■ LAVORO RICHIESTO ■
Nel testo sulla crisi politica in Romania, quale percentuale degli aventi diritto ha partecipato al referendum del 29 luglio?

■ ESTRATTO DELLA FONTE ■
────
La Romania in bilico

Written by Raffaello Matarazzo Friday, 03 August 2012 14:52 Print
La Romania in bilico Foto: Lucian Crusoveanu

Il 29 luglio scorso si è tenuto in Romania un referendum per ratificare la sospensione del presidente Traian Basescu votata all’inizio del mese dal Parlamento. Mancando il quorum del 50% dei votanti, il referendum è stato dichiarato nullo e lo scontro tra il presidente e il primo ministro Victor Ponta rimane irrisolto, lasciando il paese in una situazione di stallo politico e di incertezza circa il rispetto delle garanzie democratiche.

 

«Fermatevi!» e «Calmate gli spiriti»: il lapidario appello lanciato due giorni fa dal primo quotidiano romeno “Adevarul” a tutta la classe politica affinché metta fine a una delle peggiori crisi istituzionali dalla caduta della dittatura di Ceausescu nel 1989, la dice lunga sul clima di esasperazione che attraversa il secondo paese più povero d’Europa.

Lo scontro al vertice tra il primo ministro socialista Victor Ponta, 39 anni, che da maggio guida di una coalizione di sinistra-centro (in seguito a un cambio della maggioranza parlamentare) e il presidente (dal 2004) Traian Basescu, 61 anni, ex comandante di marina e alla guida di cangianti coalizioni, sta avvitando la crisi economica della Romania e potrebbe allontanare il prestito di 26 miliardi di euro promesso da UE, FMI e Banca mondiale.

Il monito dell’Unione europea

L’ultimo atto di guerra è stato il referendum di domenica 29 luglio per l’impeachment di Basescu, che tuttavia non ha raggiunto il quorum del 50% dei votanti e dunque è stato dichiarato nullo. Il referendum, cui ha partecipato il 45,9% degli aventi diritto (in larghissima maggioranza pronunciatisi a favore della destituzione del presidente) doveva ratificare la sospensione di Basescu votata il 6 luglio da un’ampia maggioranza parlamentare (256 voti su 432, con 114 contrari e un solo astenuto) con l’accusa di “abuso di potere” e “violazione della Costituzione”.

Approvata negli anni immediatamente successivi alla caduta di Ceausescu e ispirata al modello semipresidenziale francese, la costituzione romena è tuttavia abbastanza ambigua sulla divisione dei poteri tra presidente e primo ministro. La Corte costituzionale, del resto, in un parere consultivo aveva riconosciuto alcune irregolarità nell’azione politica di Basescu, ma non tali da costituire una violazione della Costituzione. La stessa Corte ha poi convalidato la destituzione del presidente conservatore da parte del Parlamento, ma al tempo stesso ha dichiarato incostituzionale una legge approvata dallo stesso Parlamento che limita le sue prerogative.
────
■ DATI REGISTRATI ■
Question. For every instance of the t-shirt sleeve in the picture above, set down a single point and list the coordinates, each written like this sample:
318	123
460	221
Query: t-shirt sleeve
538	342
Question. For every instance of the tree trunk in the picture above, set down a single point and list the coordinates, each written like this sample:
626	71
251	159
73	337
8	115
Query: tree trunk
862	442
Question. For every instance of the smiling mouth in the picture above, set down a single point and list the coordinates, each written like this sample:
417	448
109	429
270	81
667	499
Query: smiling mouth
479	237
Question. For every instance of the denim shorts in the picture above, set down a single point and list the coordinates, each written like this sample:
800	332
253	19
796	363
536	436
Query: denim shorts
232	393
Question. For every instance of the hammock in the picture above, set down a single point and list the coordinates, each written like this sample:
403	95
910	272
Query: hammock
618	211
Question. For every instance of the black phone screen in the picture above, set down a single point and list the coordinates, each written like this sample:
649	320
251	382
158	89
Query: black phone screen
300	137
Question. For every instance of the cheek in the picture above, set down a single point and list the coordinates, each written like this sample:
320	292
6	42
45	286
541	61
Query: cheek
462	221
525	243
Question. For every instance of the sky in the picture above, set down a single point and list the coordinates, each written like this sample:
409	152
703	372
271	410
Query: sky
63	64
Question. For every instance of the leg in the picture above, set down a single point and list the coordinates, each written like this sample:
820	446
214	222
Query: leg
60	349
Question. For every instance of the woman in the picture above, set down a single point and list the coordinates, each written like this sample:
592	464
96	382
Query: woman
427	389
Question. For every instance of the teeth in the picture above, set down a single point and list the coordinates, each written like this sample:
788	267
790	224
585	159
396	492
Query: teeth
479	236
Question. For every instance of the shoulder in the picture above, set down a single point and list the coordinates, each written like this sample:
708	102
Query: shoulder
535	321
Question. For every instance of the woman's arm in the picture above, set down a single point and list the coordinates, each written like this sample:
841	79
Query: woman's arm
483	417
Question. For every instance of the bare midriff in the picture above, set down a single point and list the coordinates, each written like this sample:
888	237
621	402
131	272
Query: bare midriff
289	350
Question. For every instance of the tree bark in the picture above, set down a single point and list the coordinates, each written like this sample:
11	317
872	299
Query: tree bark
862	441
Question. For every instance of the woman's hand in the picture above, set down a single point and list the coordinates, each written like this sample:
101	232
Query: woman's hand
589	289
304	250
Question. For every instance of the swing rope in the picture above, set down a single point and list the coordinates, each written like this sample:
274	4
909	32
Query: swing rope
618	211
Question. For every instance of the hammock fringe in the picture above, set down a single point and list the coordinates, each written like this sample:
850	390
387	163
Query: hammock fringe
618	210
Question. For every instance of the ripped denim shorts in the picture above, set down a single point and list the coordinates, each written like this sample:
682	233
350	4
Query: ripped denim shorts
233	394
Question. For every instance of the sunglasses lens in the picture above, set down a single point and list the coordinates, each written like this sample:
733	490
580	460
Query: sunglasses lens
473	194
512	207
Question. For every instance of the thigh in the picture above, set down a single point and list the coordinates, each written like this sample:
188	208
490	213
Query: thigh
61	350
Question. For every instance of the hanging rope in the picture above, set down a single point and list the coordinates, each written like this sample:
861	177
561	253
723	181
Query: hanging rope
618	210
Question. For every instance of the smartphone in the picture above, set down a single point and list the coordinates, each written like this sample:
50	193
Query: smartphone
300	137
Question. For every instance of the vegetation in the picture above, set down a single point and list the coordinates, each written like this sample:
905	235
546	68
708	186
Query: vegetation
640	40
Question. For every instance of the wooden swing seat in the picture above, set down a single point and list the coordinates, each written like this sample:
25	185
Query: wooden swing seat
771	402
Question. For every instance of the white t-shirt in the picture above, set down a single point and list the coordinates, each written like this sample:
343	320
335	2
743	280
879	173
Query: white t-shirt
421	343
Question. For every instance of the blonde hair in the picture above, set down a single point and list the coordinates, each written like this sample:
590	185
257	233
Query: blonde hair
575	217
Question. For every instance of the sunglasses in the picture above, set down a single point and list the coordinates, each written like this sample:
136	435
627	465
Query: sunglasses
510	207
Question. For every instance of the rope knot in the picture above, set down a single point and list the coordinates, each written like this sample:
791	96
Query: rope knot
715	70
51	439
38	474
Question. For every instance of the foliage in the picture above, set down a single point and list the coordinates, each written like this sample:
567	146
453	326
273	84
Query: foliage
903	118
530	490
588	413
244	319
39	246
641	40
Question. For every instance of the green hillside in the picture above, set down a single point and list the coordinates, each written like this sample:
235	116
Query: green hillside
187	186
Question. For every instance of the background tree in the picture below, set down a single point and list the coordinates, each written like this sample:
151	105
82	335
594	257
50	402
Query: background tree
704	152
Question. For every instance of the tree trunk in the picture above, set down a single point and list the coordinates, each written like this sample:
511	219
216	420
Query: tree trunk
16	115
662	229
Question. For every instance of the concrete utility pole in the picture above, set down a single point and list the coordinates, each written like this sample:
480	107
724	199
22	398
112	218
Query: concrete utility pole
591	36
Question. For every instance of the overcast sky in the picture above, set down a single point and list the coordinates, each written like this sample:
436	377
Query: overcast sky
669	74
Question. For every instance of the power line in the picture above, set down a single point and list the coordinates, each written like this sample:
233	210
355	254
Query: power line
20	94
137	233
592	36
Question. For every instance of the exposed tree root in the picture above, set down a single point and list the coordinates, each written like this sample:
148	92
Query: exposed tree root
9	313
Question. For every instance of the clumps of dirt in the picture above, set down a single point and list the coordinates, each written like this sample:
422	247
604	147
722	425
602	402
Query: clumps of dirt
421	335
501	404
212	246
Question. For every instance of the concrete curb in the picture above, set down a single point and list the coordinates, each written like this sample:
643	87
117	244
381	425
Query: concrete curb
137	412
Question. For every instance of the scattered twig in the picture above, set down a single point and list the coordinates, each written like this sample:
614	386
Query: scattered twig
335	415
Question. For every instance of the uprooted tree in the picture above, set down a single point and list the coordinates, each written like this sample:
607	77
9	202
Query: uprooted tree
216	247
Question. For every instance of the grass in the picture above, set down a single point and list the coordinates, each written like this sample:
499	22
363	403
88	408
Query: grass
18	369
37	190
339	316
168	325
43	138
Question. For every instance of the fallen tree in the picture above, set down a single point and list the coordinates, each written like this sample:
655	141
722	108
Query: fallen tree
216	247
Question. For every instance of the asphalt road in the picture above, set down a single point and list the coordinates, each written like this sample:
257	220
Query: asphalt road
────
■ RISPOSTA SCRITTA ■
Il 45,9% degli aventi diritto.